Only the lines from the top of the following listing through the line with "<point>580,212</point>" belong in your answer, exactly as written.

=-=-=

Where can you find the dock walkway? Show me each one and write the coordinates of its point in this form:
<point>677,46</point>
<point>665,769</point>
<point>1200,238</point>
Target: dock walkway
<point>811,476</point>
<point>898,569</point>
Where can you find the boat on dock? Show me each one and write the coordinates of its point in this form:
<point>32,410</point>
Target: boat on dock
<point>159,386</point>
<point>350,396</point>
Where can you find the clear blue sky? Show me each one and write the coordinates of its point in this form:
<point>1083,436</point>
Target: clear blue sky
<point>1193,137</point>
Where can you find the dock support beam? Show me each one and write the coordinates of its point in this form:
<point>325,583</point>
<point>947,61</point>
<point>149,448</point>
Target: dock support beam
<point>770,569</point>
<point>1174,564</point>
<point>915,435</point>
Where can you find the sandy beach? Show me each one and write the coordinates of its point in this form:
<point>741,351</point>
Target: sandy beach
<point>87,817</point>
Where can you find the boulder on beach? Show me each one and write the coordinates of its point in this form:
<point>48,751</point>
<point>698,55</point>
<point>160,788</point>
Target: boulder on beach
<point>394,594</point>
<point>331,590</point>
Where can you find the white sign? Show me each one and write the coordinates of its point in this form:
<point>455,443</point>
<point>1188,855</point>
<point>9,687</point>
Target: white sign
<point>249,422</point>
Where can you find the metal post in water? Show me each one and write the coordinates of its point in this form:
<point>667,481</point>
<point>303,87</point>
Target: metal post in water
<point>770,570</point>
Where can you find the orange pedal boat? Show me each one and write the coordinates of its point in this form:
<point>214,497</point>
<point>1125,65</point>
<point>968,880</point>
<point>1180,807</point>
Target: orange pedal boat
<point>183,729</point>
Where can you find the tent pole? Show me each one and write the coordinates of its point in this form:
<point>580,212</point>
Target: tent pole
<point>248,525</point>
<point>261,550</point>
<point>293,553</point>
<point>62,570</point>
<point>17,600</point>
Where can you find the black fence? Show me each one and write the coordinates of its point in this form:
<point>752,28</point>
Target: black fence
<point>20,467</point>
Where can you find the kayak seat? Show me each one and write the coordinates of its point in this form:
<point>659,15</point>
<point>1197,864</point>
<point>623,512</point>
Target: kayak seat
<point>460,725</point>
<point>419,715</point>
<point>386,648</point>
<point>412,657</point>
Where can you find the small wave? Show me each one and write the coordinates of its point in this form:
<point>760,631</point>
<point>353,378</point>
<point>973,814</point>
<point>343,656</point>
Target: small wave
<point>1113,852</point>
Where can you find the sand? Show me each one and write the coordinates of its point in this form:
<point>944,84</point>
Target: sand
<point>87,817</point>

=-=-=

THE ANSWER:
Where can you find the dock walkway? Show me each one and write the coordinates of its point in this form:
<point>677,46</point>
<point>665,769</point>
<point>1200,238</point>
Target: dock walkway
<point>811,476</point>
<point>898,569</point>
Where can you find the boat on dock? Show me each one and write the coordinates of its point in this form:
<point>32,410</point>
Target: boat on dock
<point>159,386</point>
<point>350,396</point>
Where can you find the clear blue sky? Show me each one and write the coordinates of its point in this form:
<point>1083,436</point>
Target: clear blue sky
<point>1193,137</point>
Where can you find the dock support beam? Show me each one and write the coordinates of its point in this form:
<point>325,583</point>
<point>947,61</point>
<point>149,448</point>
Target: dock support beam
<point>770,569</point>
<point>1174,564</point>
<point>915,435</point>
Where can you find the sandy beach? Show me each one and write the coordinates of its point in this form:
<point>741,351</point>
Target: sandy beach
<point>87,817</point>
Where can you find the boulder on beach? Show me each one and write the coordinates of its point in this form:
<point>48,751</point>
<point>698,55</point>
<point>160,788</point>
Target: boulder on beach
<point>394,594</point>
<point>331,590</point>
Where can you find the white sign? Show me each one and write the coordinates of its point in this form:
<point>455,443</point>
<point>1188,855</point>
<point>9,687</point>
Target: white sign
<point>249,422</point>
Where can you find the metal post in water? Show me each one and write the coordinates of its point in this form:
<point>667,481</point>
<point>303,87</point>
Target: metal post in water
<point>770,570</point>
Where can you find the orange pedal boat? Show me each one and write the coordinates of its point in this form:
<point>214,497</point>
<point>1125,65</point>
<point>968,880</point>
<point>1180,807</point>
Target: orange pedal boat
<point>183,729</point>
Where can you find the tent pole? Show me each one and write the coordinates of its point in this form:
<point>580,212</point>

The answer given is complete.